● **Work instruction**
Would you please transcribe the data in full and exactly, excluding images?

● **Data listing**
┄┄┄┄┄┄

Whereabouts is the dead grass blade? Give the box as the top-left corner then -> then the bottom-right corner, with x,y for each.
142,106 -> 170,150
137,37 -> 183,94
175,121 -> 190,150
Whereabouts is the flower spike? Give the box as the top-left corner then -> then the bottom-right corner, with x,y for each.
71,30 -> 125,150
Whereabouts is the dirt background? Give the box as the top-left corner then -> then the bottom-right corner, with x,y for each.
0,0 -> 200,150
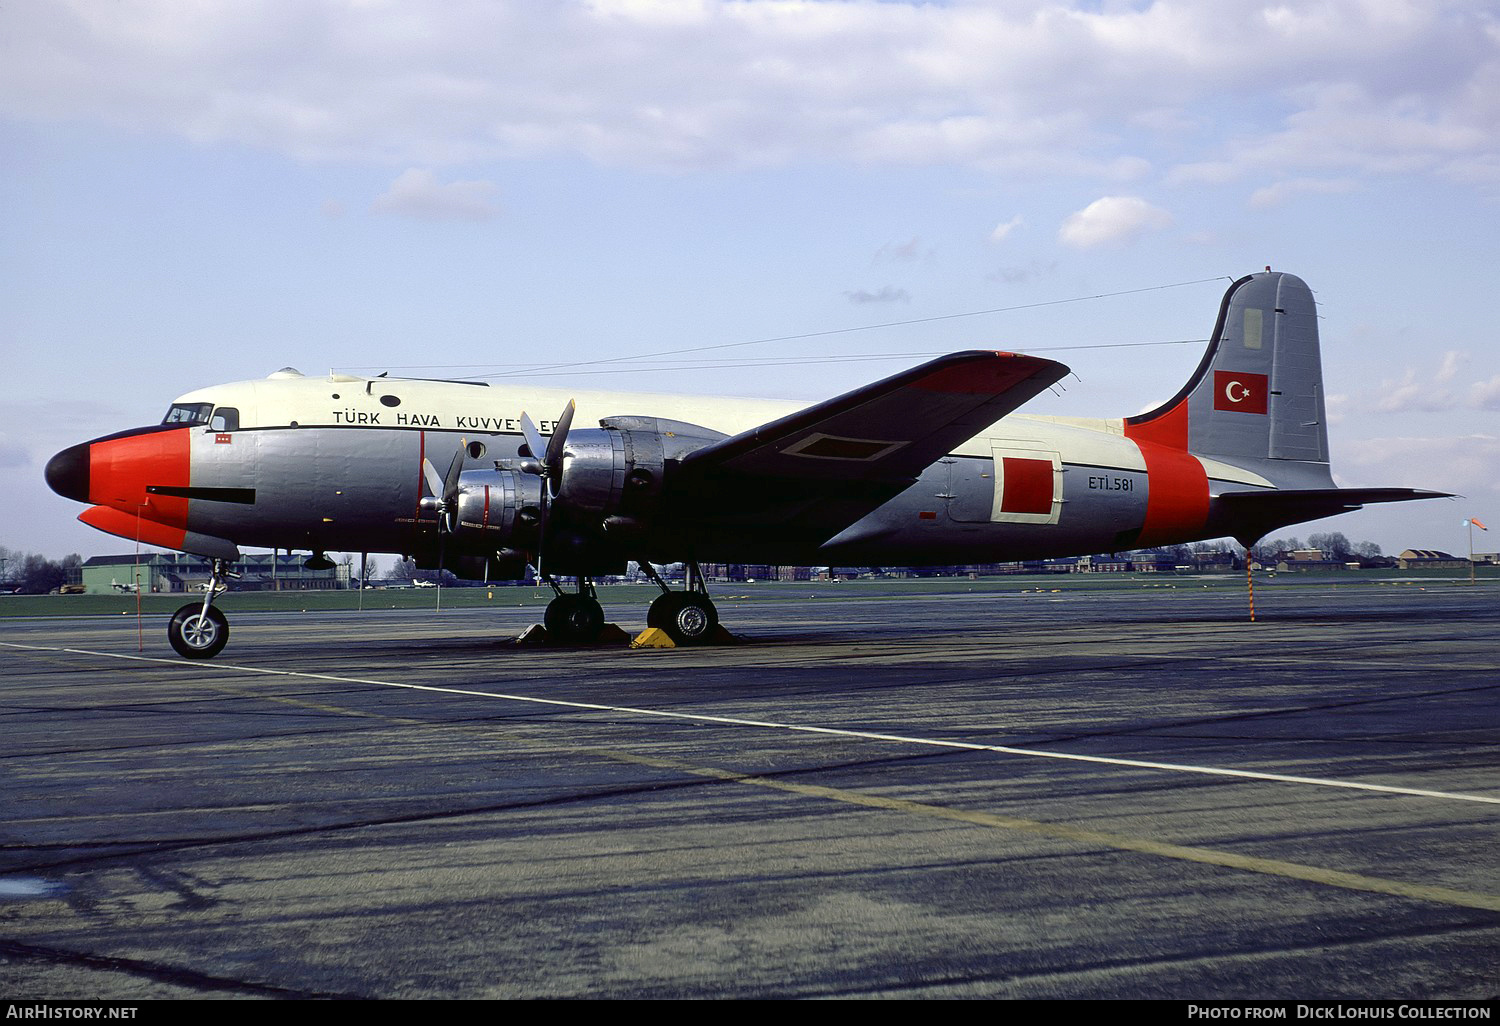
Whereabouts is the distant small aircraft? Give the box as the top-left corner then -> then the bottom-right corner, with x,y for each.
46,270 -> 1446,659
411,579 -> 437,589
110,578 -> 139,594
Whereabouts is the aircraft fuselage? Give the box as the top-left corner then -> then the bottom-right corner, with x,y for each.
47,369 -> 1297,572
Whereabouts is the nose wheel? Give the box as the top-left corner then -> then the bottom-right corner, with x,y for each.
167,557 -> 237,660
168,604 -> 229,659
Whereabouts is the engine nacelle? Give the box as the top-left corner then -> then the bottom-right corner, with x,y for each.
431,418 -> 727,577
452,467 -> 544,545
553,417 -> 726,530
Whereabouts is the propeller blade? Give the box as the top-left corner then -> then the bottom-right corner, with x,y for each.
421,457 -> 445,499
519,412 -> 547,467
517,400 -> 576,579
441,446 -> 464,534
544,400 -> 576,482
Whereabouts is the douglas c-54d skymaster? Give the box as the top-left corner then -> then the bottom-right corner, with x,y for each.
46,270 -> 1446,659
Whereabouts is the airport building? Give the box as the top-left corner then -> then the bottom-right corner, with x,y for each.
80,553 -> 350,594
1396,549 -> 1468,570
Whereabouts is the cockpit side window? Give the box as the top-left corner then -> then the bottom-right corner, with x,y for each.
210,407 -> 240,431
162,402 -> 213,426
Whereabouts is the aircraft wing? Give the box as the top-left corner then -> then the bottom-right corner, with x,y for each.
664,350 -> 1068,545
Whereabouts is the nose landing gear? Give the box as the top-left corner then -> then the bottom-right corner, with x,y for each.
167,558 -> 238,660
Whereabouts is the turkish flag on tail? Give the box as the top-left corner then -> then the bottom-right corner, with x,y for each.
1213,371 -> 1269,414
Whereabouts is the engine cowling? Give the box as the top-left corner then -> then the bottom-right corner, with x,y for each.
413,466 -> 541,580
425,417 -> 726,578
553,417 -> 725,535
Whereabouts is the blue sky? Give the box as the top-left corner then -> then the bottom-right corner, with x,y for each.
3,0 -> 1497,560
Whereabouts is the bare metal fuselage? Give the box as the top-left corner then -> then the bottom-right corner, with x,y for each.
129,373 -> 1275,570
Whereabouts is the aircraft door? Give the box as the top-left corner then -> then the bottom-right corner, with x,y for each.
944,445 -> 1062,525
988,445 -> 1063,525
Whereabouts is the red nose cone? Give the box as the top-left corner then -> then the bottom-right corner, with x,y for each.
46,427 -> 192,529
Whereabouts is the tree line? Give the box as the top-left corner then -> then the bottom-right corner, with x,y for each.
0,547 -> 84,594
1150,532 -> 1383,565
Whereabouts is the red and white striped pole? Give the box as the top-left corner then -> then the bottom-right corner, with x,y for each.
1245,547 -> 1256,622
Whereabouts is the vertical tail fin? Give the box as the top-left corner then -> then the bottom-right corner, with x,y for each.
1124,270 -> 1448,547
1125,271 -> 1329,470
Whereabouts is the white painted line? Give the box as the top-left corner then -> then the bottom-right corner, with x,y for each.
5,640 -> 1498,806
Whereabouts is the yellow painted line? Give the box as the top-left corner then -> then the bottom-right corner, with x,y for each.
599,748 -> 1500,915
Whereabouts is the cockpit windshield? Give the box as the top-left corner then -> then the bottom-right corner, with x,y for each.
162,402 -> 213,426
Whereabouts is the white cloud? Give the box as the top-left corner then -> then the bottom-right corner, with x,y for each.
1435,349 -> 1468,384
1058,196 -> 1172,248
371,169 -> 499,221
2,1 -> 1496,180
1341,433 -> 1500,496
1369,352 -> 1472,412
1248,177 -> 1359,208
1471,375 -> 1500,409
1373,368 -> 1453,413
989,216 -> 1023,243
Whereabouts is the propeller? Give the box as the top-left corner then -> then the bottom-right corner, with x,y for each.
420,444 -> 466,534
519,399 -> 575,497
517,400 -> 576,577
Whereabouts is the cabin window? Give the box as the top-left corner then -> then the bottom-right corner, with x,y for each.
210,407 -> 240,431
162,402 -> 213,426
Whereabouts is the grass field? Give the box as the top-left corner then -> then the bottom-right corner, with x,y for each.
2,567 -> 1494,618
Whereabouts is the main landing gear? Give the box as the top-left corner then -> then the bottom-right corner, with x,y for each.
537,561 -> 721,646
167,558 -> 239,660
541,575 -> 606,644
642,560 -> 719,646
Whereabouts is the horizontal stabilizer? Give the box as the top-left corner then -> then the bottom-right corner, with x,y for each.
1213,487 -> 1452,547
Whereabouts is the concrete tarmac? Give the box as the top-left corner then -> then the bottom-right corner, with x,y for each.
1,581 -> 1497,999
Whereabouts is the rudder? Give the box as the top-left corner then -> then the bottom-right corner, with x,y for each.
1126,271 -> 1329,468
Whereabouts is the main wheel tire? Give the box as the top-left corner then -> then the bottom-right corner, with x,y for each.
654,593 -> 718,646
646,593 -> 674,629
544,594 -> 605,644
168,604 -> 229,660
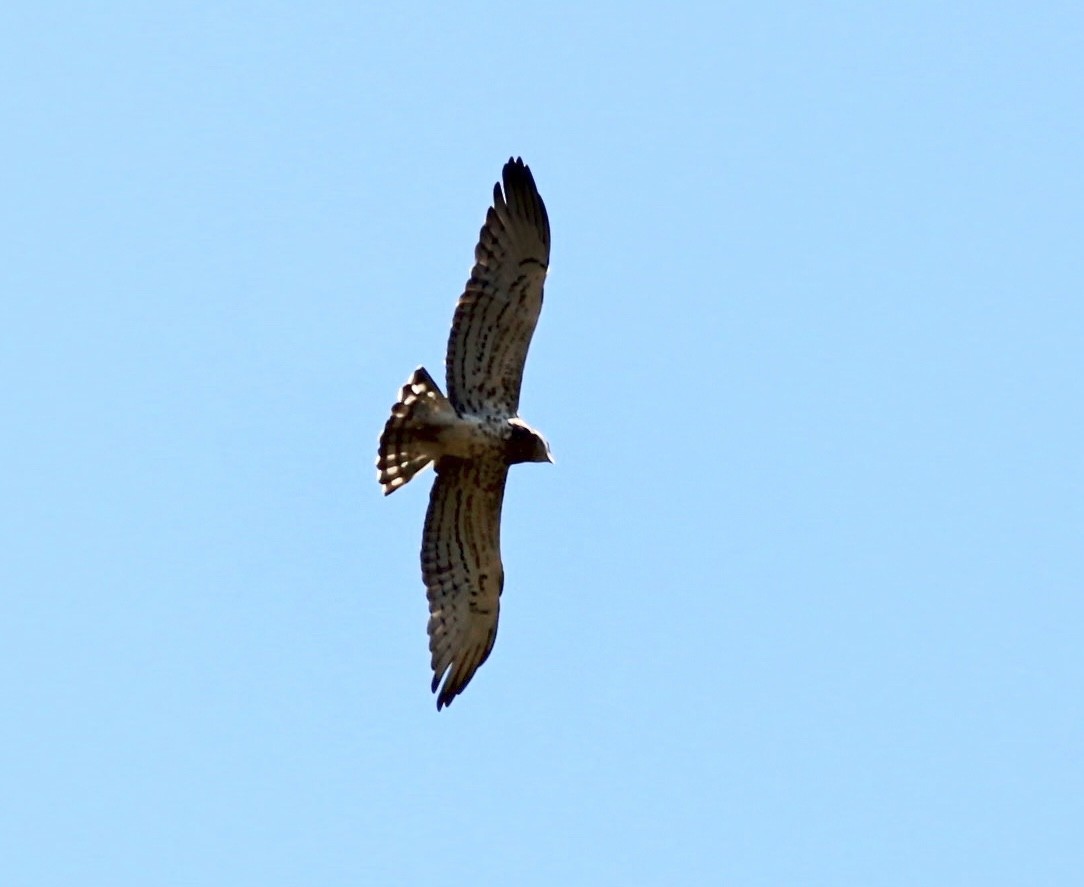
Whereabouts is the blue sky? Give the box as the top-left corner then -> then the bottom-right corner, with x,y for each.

┄┄┄┄┄┄

● **Reply to the task**
Whereabouts is the dead grass blade? Give the box as the top-left corner then -> then the bottom-right corner, with x,y for each.
142,106 -> 170,150
137,37 -> 183,94
175,121 -> 190,150
Whereabouts is the flower spike? Give the box as the top-left corner then -> then the bottom-right corner, with x,y for each.
71,30 -> 125,150
Whereabouts is the dirt background? Give the box as the top-left corner then -> then the bottom-right corner, with x,y for each.
0,0 -> 200,150
Whereabouts is the distant small aircraft? Give the box as the top-left corner then -> then the bottom-right corner, with x,y for each.
46,270 -> 1446,659
411,579 -> 437,589
110,578 -> 139,594
Whereabouts is the aircraft fuselage? Give the box as the top-left corner then -> then the bottom-right corner, with x,y for each.
47,369 -> 1297,572
Whereabouts is the nose wheel? Give the box as the top-left corner then -> then the bottom-right corner, with x,y for each.
167,557 -> 237,660
168,604 -> 229,659
Whereabouts is the engine nacelle? Give the box as the top-left corner then -> then the bottom-right corner, with x,y for each.
431,418 -> 727,577
452,467 -> 544,545
553,417 -> 726,530
Whereabouts is the propeller blade? Give the box as the top-left corner then -> then the bottom-right corner, with x,y for each.
421,457 -> 445,499
519,412 -> 547,467
517,400 -> 576,579
441,446 -> 464,534
544,400 -> 576,482
Whereabouts is the douglas c-54d skymaster? Give the box as the top-left corner then -> then the bottom-right corner, with x,y for each.
46,270 -> 1446,659
Whereabouts is the airport building? Give the box as the top-left corner then -> then the bottom-right corner, with x,y for each.
80,553 -> 350,594
1396,549 -> 1468,570
Whereabouts is the cockpit side window? Give the box as the top-left corner then -> then the bottom-right corner, with x,y for each.
210,407 -> 240,431
162,402 -> 213,426
Whereabouts is the aircraft wing? Give the box as the top-left corner then -> then the bottom-right corner, with x,y for each.
664,350 -> 1068,545
Whereabouts is the nose landing gear? Give the box as the top-left corner then -> then the bottom-right corner, with x,y for each.
167,558 -> 238,660
Whereabouts is the turkish flag on tail? Give the box as the top-left corner then -> then the bottom-right corner, with x,y for each.
1213,371 -> 1269,414
Whereabouts is the engine cowling? Give the box as the top-left corner then -> then the bottom-right corner, with x,y for each.
413,466 -> 541,580
425,417 -> 726,578
553,417 -> 725,535
Whereabouts is the blue sky? Give the box as the top-left corner then -> then the bottom-right corner, with x,y for each.
3,0 -> 1497,560
Whereabouts is the bare metal fuselage? Give the box as the top-left corner then -> then the bottom-right corner, with x,y for each.
129,373 -> 1275,570
Whereabouts is the aircraft door? Give the box as the top-left corner then -> then the bottom-right corner, with x,y for each.
944,445 -> 1062,525
988,445 -> 1063,525
Whereabouts is the red nose cone? Give the box as the top-left corner then -> then the bottom-right corner, with x,y for each.
46,427 -> 192,529
Whereabouts is the tree line? Give the box as the top-left corner then -> then the bottom-right corner, with x,y for each.
0,547 -> 84,594
1150,532 -> 1383,565
Whereabouts is the red and white striped pole? Give the box as the top-left corner then -> then the bottom-right corner, with x,y for each.
1245,547 -> 1256,622
Whereabouts is the vertical tail fin? Give the box as the top-left corner then -> then the bottom-right corner, with x,y for each.
1124,270 -> 1448,547
1125,271 -> 1329,470
Whereabouts is the white painted line? Give the box as the top-left corner then -> then the bottom-right corner, with x,y for each.
5,640 -> 1498,806
Whereabouts is the yellow painted line? Give the box as the top-left corner then -> then the bottom-right corner, with x,y for each.
599,748 -> 1500,915
Whereabouts is the cockpit windshield? Give the box as the top-left corner then -> then the bottom-right corner, with x,y for each.
162,402 -> 213,426
Whereabouts is the white cloud? Give the box as the top-left corner then -> then the bottom-right corner, with x,y for each.
1435,349 -> 1468,384
1058,196 -> 1172,248
371,169 -> 499,221
2,1 -> 1496,180
1341,433 -> 1500,496
1369,352 -> 1472,412
1248,177 -> 1359,208
1471,375 -> 1500,409
1373,368 -> 1453,413
989,216 -> 1023,243
Whereabouts is the propeller? Give the box as the top-left corner then -> then the bottom-right corner, with x,y for each.
420,444 -> 466,534
519,399 -> 575,497
517,400 -> 576,577
Whereabouts is the cabin window? Give the box as the top-left corner then -> then the bottom-right corner, with x,y for each.
210,407 -> 240,431
162,402 -> 213,426
Whereabouts is the grass field? Give the box as the top-left corner then -> then the bottom-right corner, with x,y for each.
2,567 -> 1494,618
Whereabouts is the main landing gear? Give the box as the top-left corner then -> then the bottom-right corner, with x,y for each.
537,561 -> 721,646
167,558 -> 239,660
541,575 -> 606,644
642,560 -> 719,646
Whereabouts is the horizontal stabilizer? Give the box as the top-left corner then -> then the bottom-right corner, with x,y for each.
1213,487 -> 1452,547
Whereabouts is the concrete tarmac? Give the box as the top-left corner then -> then the bottom-right corner, with x,y for each.
1,581 -> 1497,999
Whereabouts is the rudder? Give the box as the top-left corner then -> then the bottom-right corner, with x,y for each.
1126,271 -> 1329,468
Whereabouts is the main wheel tire? Give the box as the top-left corner then -> then the bottom-right corner, with x,y for each.
654,593 -> 718,646
646,593 -> 674,629
544,594 -> 605,644
168,604 -> 229,660
Whereabouts is the blue sky? Give the box as the top-left corner then -> then the bottom-right corner, with x,y for each.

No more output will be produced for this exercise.